• [What to work on] Every record below must be retyped exactly, with the pictures left out.

• [Items from a data source]
+--
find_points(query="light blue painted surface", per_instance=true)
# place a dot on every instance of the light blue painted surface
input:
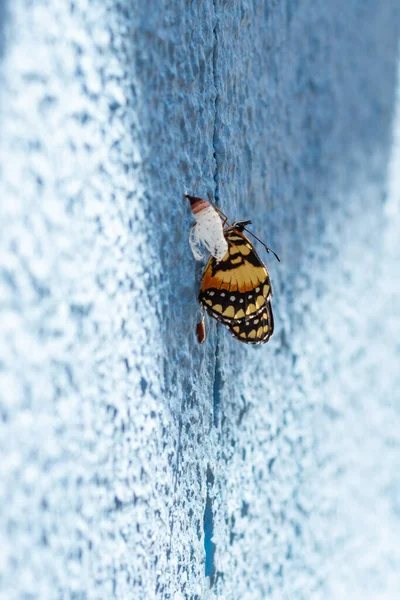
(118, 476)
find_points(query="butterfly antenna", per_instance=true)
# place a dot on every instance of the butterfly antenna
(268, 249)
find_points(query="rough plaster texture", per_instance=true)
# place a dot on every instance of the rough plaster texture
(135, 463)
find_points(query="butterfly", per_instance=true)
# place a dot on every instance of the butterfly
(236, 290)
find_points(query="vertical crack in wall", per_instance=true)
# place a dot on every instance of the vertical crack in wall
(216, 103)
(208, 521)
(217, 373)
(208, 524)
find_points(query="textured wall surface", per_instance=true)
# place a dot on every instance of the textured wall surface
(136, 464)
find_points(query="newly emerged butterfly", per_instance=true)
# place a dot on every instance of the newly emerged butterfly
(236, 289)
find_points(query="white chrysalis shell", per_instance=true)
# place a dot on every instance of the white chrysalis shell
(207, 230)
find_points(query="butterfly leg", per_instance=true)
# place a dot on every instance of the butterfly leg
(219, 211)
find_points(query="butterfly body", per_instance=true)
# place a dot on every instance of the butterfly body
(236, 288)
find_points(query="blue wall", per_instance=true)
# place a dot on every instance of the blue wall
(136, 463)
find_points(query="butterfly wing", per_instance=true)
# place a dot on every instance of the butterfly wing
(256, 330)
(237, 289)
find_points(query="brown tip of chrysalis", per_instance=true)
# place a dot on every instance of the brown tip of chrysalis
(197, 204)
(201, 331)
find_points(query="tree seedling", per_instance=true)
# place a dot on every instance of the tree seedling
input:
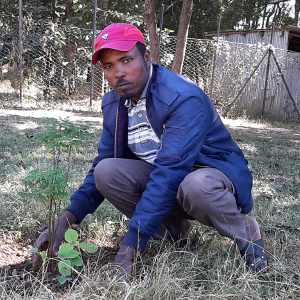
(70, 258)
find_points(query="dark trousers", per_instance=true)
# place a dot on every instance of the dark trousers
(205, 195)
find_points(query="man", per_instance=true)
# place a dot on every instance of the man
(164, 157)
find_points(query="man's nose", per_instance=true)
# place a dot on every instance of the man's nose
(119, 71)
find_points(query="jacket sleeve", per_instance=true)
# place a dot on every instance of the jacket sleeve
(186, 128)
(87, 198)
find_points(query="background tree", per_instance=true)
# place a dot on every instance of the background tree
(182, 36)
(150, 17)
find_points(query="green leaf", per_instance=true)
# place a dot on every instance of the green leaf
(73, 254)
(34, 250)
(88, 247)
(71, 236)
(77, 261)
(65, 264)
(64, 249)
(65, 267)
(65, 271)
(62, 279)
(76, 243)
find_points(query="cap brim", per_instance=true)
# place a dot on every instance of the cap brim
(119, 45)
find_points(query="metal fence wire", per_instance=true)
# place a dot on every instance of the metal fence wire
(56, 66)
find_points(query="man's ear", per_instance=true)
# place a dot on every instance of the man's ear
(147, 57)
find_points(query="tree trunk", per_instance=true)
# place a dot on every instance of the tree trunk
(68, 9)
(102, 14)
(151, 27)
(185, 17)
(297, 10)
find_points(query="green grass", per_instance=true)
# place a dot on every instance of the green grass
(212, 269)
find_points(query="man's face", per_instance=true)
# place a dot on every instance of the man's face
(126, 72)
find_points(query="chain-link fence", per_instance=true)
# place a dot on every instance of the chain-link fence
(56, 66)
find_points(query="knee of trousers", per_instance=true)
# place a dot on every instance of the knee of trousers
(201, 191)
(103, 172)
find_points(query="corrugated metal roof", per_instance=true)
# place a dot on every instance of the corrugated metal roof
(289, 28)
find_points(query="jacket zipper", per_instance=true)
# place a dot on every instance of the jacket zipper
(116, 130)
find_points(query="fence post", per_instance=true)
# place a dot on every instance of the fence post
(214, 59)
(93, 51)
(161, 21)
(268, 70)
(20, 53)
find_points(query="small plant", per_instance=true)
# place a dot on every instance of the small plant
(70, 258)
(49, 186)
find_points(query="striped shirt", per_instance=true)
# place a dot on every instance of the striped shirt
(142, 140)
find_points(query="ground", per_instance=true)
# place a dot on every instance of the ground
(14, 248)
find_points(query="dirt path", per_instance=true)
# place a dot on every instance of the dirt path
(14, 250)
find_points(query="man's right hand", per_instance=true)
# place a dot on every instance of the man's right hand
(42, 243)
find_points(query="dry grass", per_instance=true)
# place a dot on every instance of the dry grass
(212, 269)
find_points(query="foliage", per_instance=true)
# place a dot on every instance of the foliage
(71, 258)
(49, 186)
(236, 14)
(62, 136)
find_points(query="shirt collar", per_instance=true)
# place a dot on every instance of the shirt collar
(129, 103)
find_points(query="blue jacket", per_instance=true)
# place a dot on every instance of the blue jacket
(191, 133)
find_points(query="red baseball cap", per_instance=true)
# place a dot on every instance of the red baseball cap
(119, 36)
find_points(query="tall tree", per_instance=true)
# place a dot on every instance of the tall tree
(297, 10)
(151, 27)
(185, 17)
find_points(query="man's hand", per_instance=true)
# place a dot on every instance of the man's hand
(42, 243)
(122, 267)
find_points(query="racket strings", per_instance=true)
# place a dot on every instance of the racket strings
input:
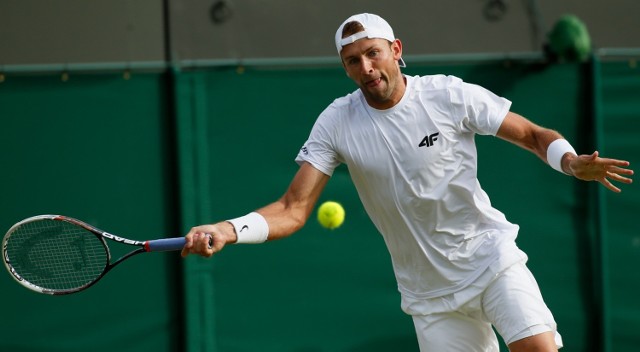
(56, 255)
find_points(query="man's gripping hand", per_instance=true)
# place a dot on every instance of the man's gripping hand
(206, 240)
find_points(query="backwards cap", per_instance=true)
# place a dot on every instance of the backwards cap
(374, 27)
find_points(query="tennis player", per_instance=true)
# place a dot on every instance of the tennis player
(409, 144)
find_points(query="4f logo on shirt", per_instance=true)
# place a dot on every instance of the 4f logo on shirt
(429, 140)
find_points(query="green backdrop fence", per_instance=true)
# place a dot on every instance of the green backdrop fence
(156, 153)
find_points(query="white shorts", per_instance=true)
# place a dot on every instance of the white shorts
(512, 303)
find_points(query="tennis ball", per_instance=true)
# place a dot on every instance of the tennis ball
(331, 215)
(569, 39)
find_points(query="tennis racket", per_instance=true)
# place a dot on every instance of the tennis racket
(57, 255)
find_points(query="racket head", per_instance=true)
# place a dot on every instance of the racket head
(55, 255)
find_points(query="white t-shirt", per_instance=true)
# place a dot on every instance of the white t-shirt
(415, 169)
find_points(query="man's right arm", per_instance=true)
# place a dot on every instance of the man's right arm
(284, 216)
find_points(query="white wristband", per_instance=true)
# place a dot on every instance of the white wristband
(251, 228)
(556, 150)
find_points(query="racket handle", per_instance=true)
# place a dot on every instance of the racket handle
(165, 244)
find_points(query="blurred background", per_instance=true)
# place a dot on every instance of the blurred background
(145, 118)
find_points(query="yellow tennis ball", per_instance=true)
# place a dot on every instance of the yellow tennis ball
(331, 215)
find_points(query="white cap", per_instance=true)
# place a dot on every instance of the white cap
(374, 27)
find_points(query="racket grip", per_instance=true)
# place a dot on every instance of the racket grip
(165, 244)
+--
• [Problem solution]
find_points(query="light blue painted surface", per_instance=true)
# place a dot on every instance of the light blue painted surface
input:
(118, 476)
find_points(query="butterfly antenna", per_instance=true)
# place a dot on every instance of the butterfly antenna
(268, 249)
find_points(query="rough plaster texture", per_instance=true)
# place a dot on every instance of the rough plaster texture
(135, 463)
find_points(query="butterfly", per_instance=true)
# place a dot on every instance of the butterfly
(236, 290)
find_points(query="vertical crack in wall", per_instance=true)
# place a dot on every instance of the vertical crack in wall
(216, 103)
(208, 521)
(217, 373)
(208, 524)
find_points(query="textured wall surface", per_instance=true)
# place a dot on every instance of the textured wall surface
(136, 464)
find_points(query="newly emerged butterfly", per_instance=true)
# place a dot on every instance of the newly emerged butterfly
(236, 289)
find_points(query="white chrysalis shell", per_instance=true)
# place a dot on every instance of the white chrysalis shell
(207, 230)
find_points(query="butterfly leg", per_instance=true)
# place a dot on every instance of the butterfly leg
(219, 211)
find_points(query="butterfly body", per_instance=true)
# place a dot on every instance of the butterfly body
(236, 288)
find_points(query="blue wall", per_instance=true)
# place a dot on every instance of the blue wall
(136, 463)
find_points(query="butterfly wing", per_instance=true)
# place a dot on every instance of the butterfly wing
(256, 330)
(237, 289)
find_points(query="brown tip of chrysalis", per_instance=true)
# place a dot on every instance of the brown tip of chrysalis
(197, 204)
(201, 331)
find_points(query="tree seedling", per_instance=true)
# place a dot on every instance of the tree seedling
input:
(70, 258)
find_points(query="dark trousers", per_instance=true)
# place a dot on every instance of the dark trousers
(205, 195)
find_points(query="man", per_instance=true)
# place a dot on every instance of the man
(164, 157)
find_points(query="man's nose", per_instance=true)
# place a dot on every instance of the man's nose
(119, 71)
find_points(query="jacket sleeve", per_instance=true)
# place a dot on every instance of the jacket sleeve
(186, 128)
(87, 198)
find_points(query="background tree", per_instance=true)
# place a dot on every instance of the background tree
(182, 36)
(150, 17)
find_points(query="green leaf", per_instance=true)
# place a dot on every instance of the green leaf
(73, 254)
(34, 250)
(88, 247)
(71, 236)
(77, 261)
(65, 264)
(64, 249)
(65, 267)
(65, 271)
(62, 279)
(76, 243)
find_points(query="cap brim", per_instance=true)
# place a dot on every instance of the cap brim
(119, 45)
find_points(query="metal fence wire", per_instance=true)
# place a dot on every instance of the metal fence wire
(56, 66)
find_points(query="man's ear", per_instance=true)
# place a dot on every instance of the man's ear
(147, 57)
find_points(query="tree trunk", per_instance=true)
# place a dot on every instance of the tree trunk
(68, 9)
(102, 14)
(151, 27)
(185, 17)
(297, 10)
find_points(query="green grass", per_instance=true)
# place a dot on every instance of the green grass
(212, 269)
find_points(query="man's face", per_instance=true)
# place a dot on every instance of the man's face
(126, 72)
find_points(query="chain-link fence", per_instance=true)
# place a dot on every instance of the chain-link fence
(56, 66)
find_points(query="knee of trousers", per_instance=true)
# place a dot on every instance of the knee of trousers
(201, 191)
(103, 172)
find_points(query="corrugated metal roof", per_instance=true)
# place a dot on every instance of the corrugated metal roof
(289, 28)
find_points(query="jacket zipper", per_instance=true)
# place a dot on every instance of the jacket zipper
(116, 130)
find_points(query="fence post", per_instance=true)
# place a dot on every instance of the fence post
(214, 59)
(93, 51)
(161, 21)
(268, 70)
(20, 53)
find_points(query="small plant", per_instance=true)
# place a dot on every instance of the small plant
(70, 258)
(49, 186)
find_points(query="striped shirt", per_instance=true)
# place a dot on every instance of the striped shirt
(142, 140)
find_points(query="ground", per_instance=true)
# place a dot on every instance of the ground
(14, 248)
find_points(query="dirt path", per_instance=true)
# place a dot on every instance of the dirt path
(14, 250)
find_points(query="man's right hand", per_instance=true)
# place a dot on every instance of the man's right hand
(42, 243)
find_points(query="dry grass", per_instance=true)
# place a dot on every instance of the dry grass
(212, 269)
find_points(query="foliage", per_instance=true)
# place a dot on every instance of the foliage
(71, 258)
(49, 186)
(236, 14)
(62, 136)
find_points(query="shirt collar", per_instance=true)
# place a dot on every instance of the shirt collar
(129, 103)
find_points(query="blue jacket", per_instance=true)
# place a dot on every instance of the blue jacket
(191, 133)
find_points(query="red baseball cap", per_instance=true)
# place a dot on every instance of the red baseball cap
(119, 36)
find_points(query="tall tree", per_instance=true)
# place a dot on every instance of the tall tree
(297, 10)
(151, 27)
(185, 17)
find_points(query="man's hand", per_instance=true)
# place a dot on every instance of the man's hand
(42, 243)
(122, 267)
find_points(query="racket strings", per_instance=true)
# place a dot on every instance of the racket strings
input:
(56, 255)
find_points(query="man's gripping hand", per_instance=true)
# place a dot on every instance of the man's gripping hand
(206, 240)
find_points(query="backwards cap", per_instance=true)
# place a dot on every instance of the backwards cap
(374, 27)
find_points(query="tennis player", per_instance=true)
# place a dot on every instance of the tennis player
(409, 144)
find_points(query="4f logo on shirt", per_instance=true)
# place a dot on every instance of the 4f logo on shirt
(429, 140)
find_points(query="green backdrop fence", per_instance=true)
# place a dot on every instance of the green backdrop fence
(156, 153)
find_points(query="white shorts", per_instance=true)
# place a dot on every instance of the white shorts
(512, 303)
find_points(query="tennis ball", per_instance=true)
# place a dot on every instance of the tennis ball
(331, 215)
(569, 39)
find_points(query="tennis racket", per_instance=true)
# place a dot on every instance of the tennis racket
(57, 255)
find_points(query="racket head", per_instance=true)
# place a dot on every instance of the racket head
(55, 255)
find_points(query="white t-shirt", per_instance=true)
# place a dot on every instance of the white t-shirt
(415, 169)
find_points(query="man's right arm", per_instance=true)
# place a dot on every instance of the man's right arm
(284, 216)
find_points(query="white wristband", per_instance=true)
# place a dot on every instance of the white wristband
(251, 228)
(556, 150)
find_points(query="racket handle", per_instance=true)
# place a dot on every instance of the racket handle
(165, 244)
find_points(query="blurred background", per_instance=true)
# place a dot on every instance of the blurred background
(145, 118)
find_points(query="yellow tennis ball", per_instance=true)
# place a dot on every instance of the yellow tennis ball
(331, 215)
find_points(query="white cap", per_instance=true)
# place a dot on every instance of the white cap
(374, 27)
find_points(query="racket grip", per_instance=true)
# place a dot on every instance of the racket grip
(165, 244)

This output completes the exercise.